Setor energético até 2050: o parecer russo
de volta ao conteúdoA Agência Russa de Energia (REA) do Ministério da Energia da Rússia publicou um relatório “Cenários para o desenvolvimento da energia global até 2050” (doravante referidos como “Cenários 2050”). Esta é a primeira previsão pública russa em muito tempo sobre a situação do setor energético global. Apresenta resultados de simulação em três cenários.
Os pré-requisitos para a criação dos “Cenários 2050” foram várias tendências. Em primeiro lugar, a redução da pegada de carbono do complexo global de combustíveis e energia tornou-se uma das questões mais importantes no discurso sociopolítico e industrial dos últimos anos. Em segundo lugar, o leque de avaliações dos peritos sobre a dinâmica do mercado da energia, expresso em várias previsões, revelou-se muito vasto. Assim, as previsões para o consumo de gás natural em 2050 variam de 500.000 milhões de m3 a quase 8 trilhões de m3, e a participação das fontes de energia renováveis difere em 71 pontos percentuais (de 13% para 84%).
“Hoje é importante formar nossa própria visão do futuro, que reflete todos os aspectos do desenvolvimento energético global e as prioridades nacionais não apenas da Rússia, mas também de outros países“, explicou o diretor-geral da REA, Alexey Kulapin, em seu discurso de boas-vindas. As características que distinguem as abordagens para a formação de cenários são a natureza exploratória e o apartidarismo em favor de um resultado pré-formulado, bem como o desejo de garantir a variabilidade das previsões com vários pressupostos sobre a escolha de tecnologias para a produção e consumo de vários tipos de combustível e energia.
Os “Cenários 2050” baseiam-se no fato de que a descarbonização se tornou um imperativo para o desenvolvimento energético global. No entanto, embora o objetivo seja claro, os caminhos para alcançá-lo são diferentes. Muitas tecnologias de redução da pegada de carbono estão em um estágio inicial de desenvolvimento. Além disso, o custo de alcançar a neutralidade de carbono até 2050 (meta do Acordo Climático de Paris) ultrapassa 6% do PIB global, o que retira recursos da realização de outros objetivos de desenvolvimento sustentável. Conforme aponta o estudo, os cenários publicados anteriormente não representam totalmente os custos financeiros necessários.
Há três cenários no relatório da REA. O primeiro é “Business as before” (mantendo os negócios da mesma forma como eram feitos anteriormente), o segundo é “Rational Technical Choice” (escolha técnica racional), o terceiro é “Net Zero” (zero emissões líquidas de carbono). Eles foram desenvolvidos para 11 macrorregiões, sendo uma delas a Rússia. O ponto de partida é 2022 e os gráficos são estruturados por décadas, a partir de 2000.
Situação global
No geral, o consumo global de combustíveis primários e recursos energéticos aumentará 37%, de 2022 a 2050, no cenário “Business as before” (para 18,6 bilhões de tep – tonelada equivalente de petróleo). No cenário “Rational Technical Choice”, aumentará 15% (para 15,7 bilhões de tep), e apenas em um cenário “Net Zero”, diminuirá 9% (para 12,4 bilhões de tep).

**As tarefas:**
1. Segundo o texto sobre o setor energético até 2050, que motivos levaram à criação dos "Cenários 2050"? Responda em até três frases.
2. Continue o texto sobre o setor energético até 2050 a partir da última frase apresentada.
As linhas que vêm a seguir não têm papel neste trabalho.

**Dados armazenados:**
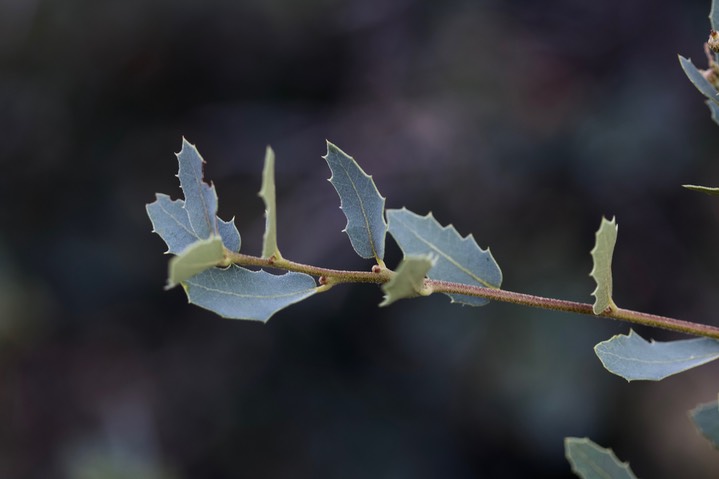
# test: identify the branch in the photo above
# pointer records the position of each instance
(380, 275)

**Resultados das tarefas:**
1. Duas tendências motivaram a criação dos "Cenários 2050". A redução da pegada de carbono do complexo global de combustíveis e energia tornou-se uma das questões mais importantes no discurso sociopolítico e industrial dos últimos anos. Além disso, as avaliações dos peritos sobre a dinâmica do mercado da energia variaram muito, com previsões de consumo de gás natural em 2050 entre 500.000 milhões de m3 e quase 8 trilhões de m3 e uma diferença de 71 pontos percentuais na participação das fontes renováveis.

2.
As emissões de CO₂ e metano provenientes do uso e produção de recursos energéticos no cenário “Business as before” aumentarão 26% até 2050 (para 42 bilhões de toneladas de CO₂-eq), no cenário “Rational Technical Choice” diminuirão 34% (para 21,9 bilhões de toneladas de CO₂-eq), e no cenário “Net Zero”, 74% (até 8,6 bilhões de toneladas de CO₂-eq).
Uma tendência claramente visível é o rápido crescimento do consumo de eletricidade e hidrogênio. O consumo de eletricidade aumentará 87% (até 3,8 bilhões de tep) no cenário “Business as before”; em 2,3 vezes (até 4,9 bilhões de tep) no cenário ” Rational Technical Choice” e 2,5 vezes no cenário “Net Zero” (até 5,4 bilhões de tep).
Para quase todos os principais tipos de combustíveis primários e recursos energéticos, surge uma tendência clara. Para carvão, hidrocarbonetos líquidos, gás e biocombustíveis, o cenário “Business as before” tem as maiores taxas de consumo, enquanto o cenário “Net Zero” tem as menores taxas de consumo. No caso das usinas hidrelétricas, eólicas e solares, ocorre o contrário.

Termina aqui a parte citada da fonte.